Activity → The expected result is an exact restatement of the data, free of pictures.

Available data →
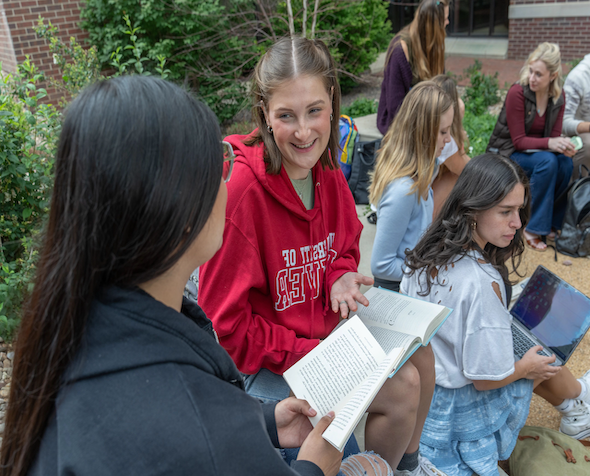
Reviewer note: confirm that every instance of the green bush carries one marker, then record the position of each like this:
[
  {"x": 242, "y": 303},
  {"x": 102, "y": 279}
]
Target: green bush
[
  {"x": 213, "y": 46},
  {"x": 28, "y": 136},
  {"x": 360, "y": 107},
  {"x": 479, "y": 128},
  {"x": 482, "y": 91}
]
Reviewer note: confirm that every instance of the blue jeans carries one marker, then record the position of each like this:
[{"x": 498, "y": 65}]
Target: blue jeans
[
  {"x": 549, "y": 176},
  {"x": 270, "y": 387}
]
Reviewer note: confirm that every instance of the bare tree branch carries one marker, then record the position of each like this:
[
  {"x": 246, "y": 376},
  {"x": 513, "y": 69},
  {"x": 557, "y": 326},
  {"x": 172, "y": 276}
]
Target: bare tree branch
[
  {"x": 304, "y": 25},
  {"x": 315, "y": 18},
  {"x": 291, "y": 22}
]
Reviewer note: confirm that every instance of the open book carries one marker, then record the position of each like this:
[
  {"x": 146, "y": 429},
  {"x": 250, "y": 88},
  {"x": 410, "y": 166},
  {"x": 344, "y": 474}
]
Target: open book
[{"x": 346, "y": 371}]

Completed task →
Reviewer note: confirm that every instance of the green bush carries one marker, then record the position of each like this:
[
  {"x": 242, "y": 303},
  {"x": 102, "y": 279}
]
Target: green bush
[
  {"x": 213, "y": 46},
  {"x": 28, "y": 136},
  {"x": 360, "y": 107},
  {"x": 479, "y": 128},
  {"x": 482, "y": 91}
]
Reviewer note: confirm that every instance of the blue jeans carries one marker, then record the position of each like this:
[{"x": 498, "y": 65}]
Target: blue jeans
[
  {"x": 549, "y": 176},
  {"x": 270, "y": 387}
]
Reviewer note: confirm that every instance of the bare tree branch carries one marker, then record the position of each like this:
[
  {"x": 246, "y": 376},
  {"x": 513, "y": 69},
  {"x": 557, "y": 326},
  {"x": 172, "y": 276}
]
Target: bare tree branch
[
  {"x": 304, "y": 25},
  {"x": 315, "y": 18},
  {"x": 291, "y": 22}
]
Reviewer note: confirm that every instance of the open book carries one marker, then record the position of each like this:
[
  {"x": 146, "y": 429},
  {"x": 250, "y": 88},
  {"x": 410, "y": 166},
  {"x": 344, "y": 474}
]
Target: open book
[{"x": 346, "y": 371}]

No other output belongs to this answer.